* **Excerpted text**
How many times a day should I feed my chickens?
Confined chickens need to have feed on tap all the time from when they wake to when they roost.
To get the best out of your chickens they need to fed the minute they get up in the morning and need to roost with a full crop at night.
This allows you to control the amount of feed that may attract pests. And if the chickens are too heavy, it restricts the amount they can eat
Do I need to feed my chickens at all?
Most poultry are great foragers and chickens are no exception. If they are free range they will love to forage for insects and greenery.
However to keep healthy chickens that will lay lots of eggs for you, you will need to provide extra food to some extent, especially in the colder months.
How much feed for meat chickens or broilers:
Meat chickens need to be allowed to eat much more than laying hens and it will need to be a higher protein feed. It takes about 2 pounds of feed to produce 1 pound of body weight on a growing meat-type bird. So if a broiler weighs about 6 pounds at 10 weeks, it will have eaten about 12 pounds of feed.

* **Dataset records**
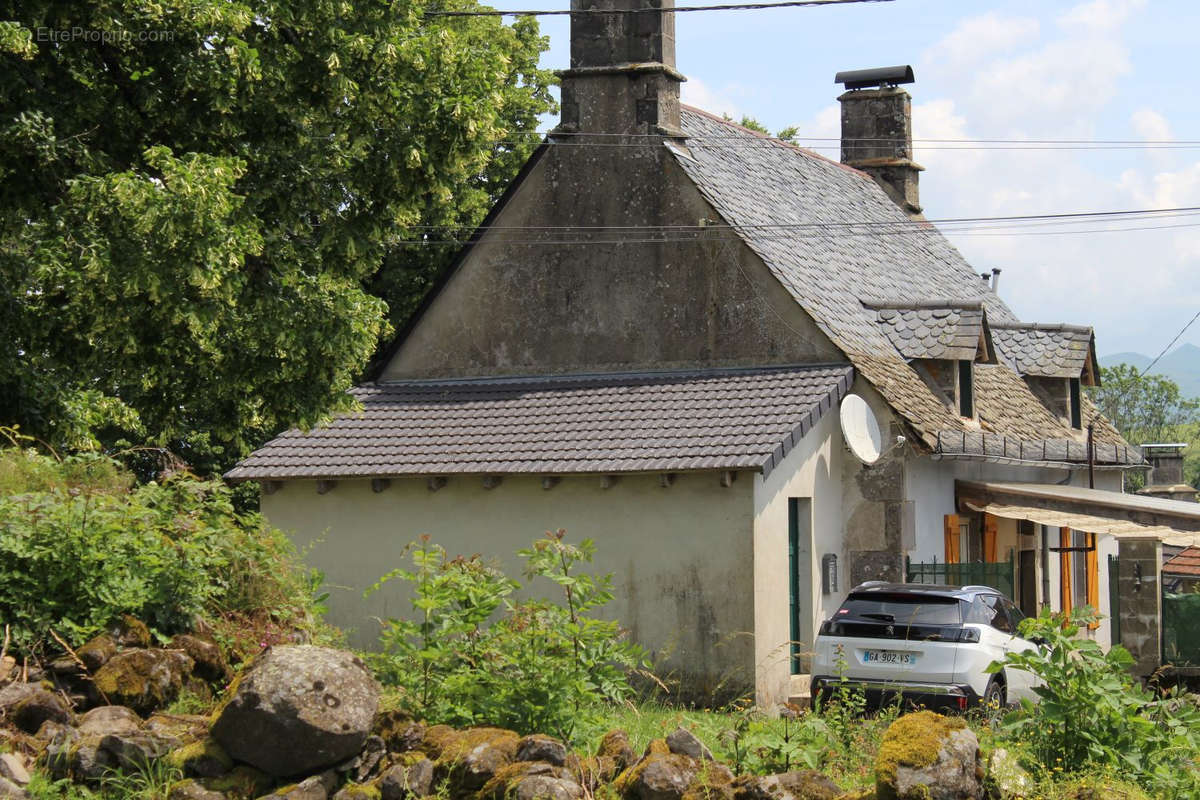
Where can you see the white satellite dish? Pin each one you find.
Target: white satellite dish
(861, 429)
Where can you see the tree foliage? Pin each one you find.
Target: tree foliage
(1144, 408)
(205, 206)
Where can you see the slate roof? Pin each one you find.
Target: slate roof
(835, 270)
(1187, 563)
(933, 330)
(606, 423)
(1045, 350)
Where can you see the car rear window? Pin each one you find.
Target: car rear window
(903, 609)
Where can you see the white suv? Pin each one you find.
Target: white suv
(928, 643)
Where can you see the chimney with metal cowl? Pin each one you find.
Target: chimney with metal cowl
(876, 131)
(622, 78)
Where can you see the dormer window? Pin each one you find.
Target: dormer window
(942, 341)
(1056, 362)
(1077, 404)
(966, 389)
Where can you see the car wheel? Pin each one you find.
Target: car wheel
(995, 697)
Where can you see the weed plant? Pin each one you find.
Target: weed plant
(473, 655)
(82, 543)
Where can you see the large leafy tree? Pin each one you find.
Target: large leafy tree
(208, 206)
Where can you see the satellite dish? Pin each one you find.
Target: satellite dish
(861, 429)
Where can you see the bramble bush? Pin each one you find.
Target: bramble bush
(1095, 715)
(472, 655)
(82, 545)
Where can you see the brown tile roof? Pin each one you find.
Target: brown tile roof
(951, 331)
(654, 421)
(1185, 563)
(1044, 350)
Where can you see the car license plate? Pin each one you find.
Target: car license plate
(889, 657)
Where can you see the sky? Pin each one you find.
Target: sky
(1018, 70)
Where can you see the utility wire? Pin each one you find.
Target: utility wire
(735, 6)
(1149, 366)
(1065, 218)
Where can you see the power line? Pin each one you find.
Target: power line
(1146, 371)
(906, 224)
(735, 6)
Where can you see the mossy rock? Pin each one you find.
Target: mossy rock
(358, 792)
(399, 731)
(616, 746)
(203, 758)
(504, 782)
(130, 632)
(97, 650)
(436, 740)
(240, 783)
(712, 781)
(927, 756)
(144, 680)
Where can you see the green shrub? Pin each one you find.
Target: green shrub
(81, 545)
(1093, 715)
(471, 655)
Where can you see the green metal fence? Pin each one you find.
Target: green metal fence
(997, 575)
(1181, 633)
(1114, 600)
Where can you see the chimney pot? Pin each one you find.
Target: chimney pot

* **Required actions**
A) In the chicken-feeding text, how much feed does it take to produce 1 pound of body weight on a growing meat-type bird?
B) Transcribe the chicken-feeding text from "Most poultry are" to "the colder months.".
C) How would the chicken-feeding text go on after its last sentence? Write the next part.
Nothing in the entries matters here.

* **Results for each task**
A) About 2 pounds of feed.

B)
Most poultry are great foragers and chickens are no exception. If they are free range they will love to forage for insects and greenery.
However to keep healthy chickens that will lay lots of eggs for you, you will need to provide extra food to some extent, especially in the colder months.

C)
Because of their heavy rate of growth, the meat-type broiler chickens need to have food available to them at all times, day and night. Remember, chickens don’t eat in the dark, so the lights must be on for these birds all night. For the Rock-Cornish crosses, the lights should be on 24 hours a day, and feed should be in the feed pans at least 23 of those hours.
How much greens do chickens need?
When watching my chickens left at liberty to roam, they greedily devour plants and leaves. Mine will eat almost anything but what they are most partial to are, the leaves of lettuce, endive, cabbage, spinach, radish, turnip, and all the mild succulent weeds, such as chick-weed, and fat hen. They also eat grass, preferring the fresh green growing shoots.
Below: Chickens eating cauliflower greens from the garden.
Poultry, however, are not the better for being fed entirely on raw greens. This extract below is from an old poultry book:
"Réaumur had a row of spinach in his garden, which having run to seed, he had it taken up, and fed with it four hens and a cock kept in confinement. They were plentifully supplied with the spinach, and had no other sort of food. In a few days, they began to show symptoms of relaxed bowels and scour, and in eight or nine days their combs became pale and livid, a certain sign of bad health in fowls."
Spinach contains oxalic acid which is not good for chickens in quantity.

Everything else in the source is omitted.